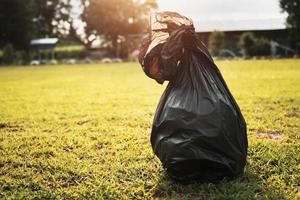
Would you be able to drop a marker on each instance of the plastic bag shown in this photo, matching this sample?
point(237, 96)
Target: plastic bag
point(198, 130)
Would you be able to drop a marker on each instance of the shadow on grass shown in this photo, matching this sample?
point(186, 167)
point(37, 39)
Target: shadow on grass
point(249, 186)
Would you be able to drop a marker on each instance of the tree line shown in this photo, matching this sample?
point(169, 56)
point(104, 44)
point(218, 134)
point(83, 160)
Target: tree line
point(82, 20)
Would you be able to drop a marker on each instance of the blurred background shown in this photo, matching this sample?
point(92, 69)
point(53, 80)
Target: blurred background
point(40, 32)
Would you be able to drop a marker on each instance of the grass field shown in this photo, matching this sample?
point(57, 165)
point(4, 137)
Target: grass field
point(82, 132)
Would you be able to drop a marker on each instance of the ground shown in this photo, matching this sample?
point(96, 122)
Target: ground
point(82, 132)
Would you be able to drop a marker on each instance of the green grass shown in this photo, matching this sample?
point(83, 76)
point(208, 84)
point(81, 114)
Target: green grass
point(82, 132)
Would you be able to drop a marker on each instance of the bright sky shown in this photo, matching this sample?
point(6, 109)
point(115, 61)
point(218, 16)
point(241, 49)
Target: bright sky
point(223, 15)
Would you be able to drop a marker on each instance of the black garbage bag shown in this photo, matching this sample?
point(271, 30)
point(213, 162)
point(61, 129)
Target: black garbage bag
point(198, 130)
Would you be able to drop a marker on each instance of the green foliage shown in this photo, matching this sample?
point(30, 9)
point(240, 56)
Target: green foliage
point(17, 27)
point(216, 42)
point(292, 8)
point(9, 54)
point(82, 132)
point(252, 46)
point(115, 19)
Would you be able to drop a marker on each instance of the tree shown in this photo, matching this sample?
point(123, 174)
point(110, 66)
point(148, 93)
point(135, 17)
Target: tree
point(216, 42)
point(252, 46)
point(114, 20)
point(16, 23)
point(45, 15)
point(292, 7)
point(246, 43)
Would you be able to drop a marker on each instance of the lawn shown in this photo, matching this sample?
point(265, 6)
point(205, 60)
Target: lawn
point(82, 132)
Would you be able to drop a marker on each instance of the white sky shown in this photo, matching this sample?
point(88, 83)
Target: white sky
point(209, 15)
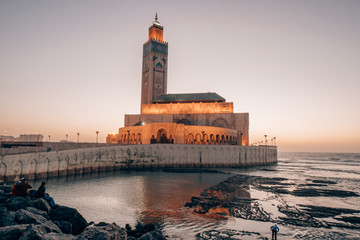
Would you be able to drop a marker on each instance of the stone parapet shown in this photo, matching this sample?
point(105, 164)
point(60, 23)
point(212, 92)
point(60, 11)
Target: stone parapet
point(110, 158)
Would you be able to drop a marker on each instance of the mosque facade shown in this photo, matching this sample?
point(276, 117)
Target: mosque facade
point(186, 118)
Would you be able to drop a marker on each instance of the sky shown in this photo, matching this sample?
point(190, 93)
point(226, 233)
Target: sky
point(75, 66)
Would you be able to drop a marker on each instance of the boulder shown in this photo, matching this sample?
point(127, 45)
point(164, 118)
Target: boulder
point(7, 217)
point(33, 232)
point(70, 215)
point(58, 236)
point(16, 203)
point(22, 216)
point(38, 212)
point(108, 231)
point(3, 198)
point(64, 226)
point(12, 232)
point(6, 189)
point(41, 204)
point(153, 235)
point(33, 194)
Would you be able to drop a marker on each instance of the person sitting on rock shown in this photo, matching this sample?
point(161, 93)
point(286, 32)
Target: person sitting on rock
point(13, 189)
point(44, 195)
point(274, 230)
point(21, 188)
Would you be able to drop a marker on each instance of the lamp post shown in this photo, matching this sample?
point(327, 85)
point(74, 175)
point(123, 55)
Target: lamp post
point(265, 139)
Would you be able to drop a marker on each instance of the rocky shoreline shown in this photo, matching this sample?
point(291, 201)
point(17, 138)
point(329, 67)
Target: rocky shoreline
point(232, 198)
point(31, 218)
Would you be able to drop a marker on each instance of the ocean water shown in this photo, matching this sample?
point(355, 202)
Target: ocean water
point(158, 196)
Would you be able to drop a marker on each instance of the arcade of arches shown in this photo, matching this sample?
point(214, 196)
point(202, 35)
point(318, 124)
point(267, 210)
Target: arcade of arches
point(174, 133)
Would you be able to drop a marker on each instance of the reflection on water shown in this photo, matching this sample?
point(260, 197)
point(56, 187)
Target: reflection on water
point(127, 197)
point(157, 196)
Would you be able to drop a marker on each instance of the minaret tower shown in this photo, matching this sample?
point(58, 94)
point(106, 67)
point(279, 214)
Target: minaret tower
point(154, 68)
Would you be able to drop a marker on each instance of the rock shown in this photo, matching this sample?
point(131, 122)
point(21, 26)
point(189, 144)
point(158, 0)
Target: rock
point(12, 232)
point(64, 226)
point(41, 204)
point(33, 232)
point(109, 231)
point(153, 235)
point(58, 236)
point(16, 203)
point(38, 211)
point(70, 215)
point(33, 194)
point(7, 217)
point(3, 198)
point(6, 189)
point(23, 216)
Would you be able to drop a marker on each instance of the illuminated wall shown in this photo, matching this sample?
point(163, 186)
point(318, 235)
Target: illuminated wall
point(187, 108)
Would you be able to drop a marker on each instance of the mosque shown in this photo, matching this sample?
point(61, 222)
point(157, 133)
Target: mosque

EXERCISE PROMPT. Set down the material exactly, every line of it, except for the pictures.

ANSWER BOX.
Would you be able to drop a marker on each instance of the plastic bag shown in this photo, matching this sample?
point(237, 96)
Target: plastic bag
point(198, 130)
Would you be able to drop a marker on each instance of the shadow on grass shown in this photo, matching this sample?
point(186, 167)
point(37, 39)
Target: shadow on grass
point(249, 186)
Would you be able to drop a marker on each instance of the tree line shown in this photo, matching this sample?
point(169, 56)
point(104, 44)
point(218, 134)
point(83, 160)
Target: tree line
point(82, 20)
Would you be able to drop a marker on each instance of the blurred background shown in this photo, matching this sample?
point(92, 69)
point(53, 80)
Target: blurred background
point(40, 32)
Would you be able to drop a marker on each instance of the grass field shown in this photo, matching this sample?
point(57, 165)
point(4, 137)
Target: grass field
point(82, 132)
Would you be able to drop a marker on each instance of the ground shown in this photo, matching this sample?
point(96, 122)
Target: ground
point(82, 132)
Would you be able to drop a marker on each instance of the green grass shown in this photo, matching this sample?
point(83, 76)
point(208, 84)
point(81, 114)
Target: green grass
point(82, 132)
Would you be able to drop a marker on each instance of the bright sky shown in this photo, matching this sample?
point(6, 109)
point(115, 61)
point(218, 16)
point(241, 49)
Target: bright sky
point(223, 15)
Would you be able to drop a marker on each instance of the black garbage bag shown in this photo, matching this sample?
point(271, 30)
point(213, 162)
point(61, 129)
Target: black garbage bag
point(198, 130)
Would you be able to drop a marker on each instance of the green foliage shown in this photo, matching this sample?
point(30, 9)
point(240, 56)
Target: green foliage
point(17, 27)
point(216, 42)
point(292, 8)
point(9, 54)
point(82, 132)
point(252, 46)
point(115, 19)
Would you be able to drop a marker on each instance of the tree shown in this photo, matching this sample?
point(123, 174)
point(110, 66)
point(148, 93)
point(135, 17)
Target: tree
point(216, 42)
point(252, 46)
point(114, 20)
point(16, 23)
point(45, 15)
point(292, 7)
point(246, 43)
Would you be able to drop a marker on each instance of the lawn shown in this photo, matching this sample?
point(265, 6)
point(205, 60)
Target: lawn
point(82, 132)
Would you be able to drop a marker on each instance of the white sky shown in this photo, matching this sample?
point(88, 83)
Target: white sky
point(209, 15)
Would you be able to drop a marker on each instance of the stone parapet shown in this photo, matching this sample?
point(105, 164)
point(60, 23)
point(212, 92)
point(60, 11)
Target: stone parapet
point(110, 158)
Would you be able to drop a marker on each instance of the mosque facade shown in this photo, matching this sample?
point(276, 117)
Target: mosque facade
point(186, 118)
Would you be able to drop a marker on each instance of the sky shown in this photo, matching this sample?
point(190, 93)
point(226, 233)
Target: sky
point(75, 66)
Would you be able to drop a marker on each instance of the boulder shown in this photo, matching this sample?
point(127, 45)
point(164, 118)
Target: boulder
point(7, 217)
point(33, 232)
point(70, 215)
point(58, 236)
point(16, 203)
point(22, 216)
point(38, 212)
point(108, 231)
point(3, 198)
point(64, 226)
point(12, 232)
point(6, 189)
point(41, 204)
point(153, 235)
point(33, 194)
Would you be able to drop a marker on each instance of the person sitting on rock shown in this photo, matching this sample?
point(161, 93)
point(286, 32)
Target: person sitting on rock
point(13, 189)
point(44, 195)
point(274, 230)
point(21, 188)
Would you be able to drop a marker on each instance of the lamp post shown in this photo, matching this sample?
point(327, 85)
point(74, 175)
point(123, 55)
Target: lamp post
point(265, 139)
Would you be able to drop a marker on each instance of the rocky shoreline shown in this photo, matching this sample?
point(291, 201)
point(17, 138)
point(329, 67)
Target: rocky shoreline
point(232, 198)
point(31, 218)
Would you be able to drop a marker on each instance of the ocean water shown in this photo, matching this sample?
point(355, 202)
Target: ocean water
point(158, 196)
Would you be able to drop a marker on each instance of the arcade of arches shown in this photo, matching this sample?
point(214, 196)
point(202, 35)
point(318, 124)
point(267, 210)
Target: arcade of arches
point(174, 133)
Would you be able to drop a marker on each instance of the reflection on water shown in this photo, matching this sample?
point(260, 197)
point(56, 187)
Target: reflection on water
point(127, 197)
point(157, 196)
Would you be able to drop a marker on each instance of the minaret tower shown in this photo, matching this sample?
point(58, 94)
point(106, 67)
point(279, 214)
Target: minaret tower
point(154, 68)
Would you be able to drop a marker on each instance of the rock shown in this photo, matching this sample?
point(131, 122)
point(21, 26)
point(189, 144)
point(158, 0)
Target: rock
point(12, 232)
point(64, 226)
point(41, 204)
point(33, 232)
point(109, 231)
point(153, 235)
point(58, 236)
point(16, 203)
point(38, 211)
point(70, 215)
point(33, 194)
point(7, 217)
point(3, 198)
point(6, 189)
point(23, 216)
Would you be able to drop a marker on each instance of the illuminated wall shown in this photo, matching this sample?
point(163, 186)
point(318, 235)
Target: illuminated wall
point(187, 108)
Would you be able to drop a marker on each instance of the mosque shown in this photo, matching this sample?
point(61, 222)
point(157, 133)
Target: mosque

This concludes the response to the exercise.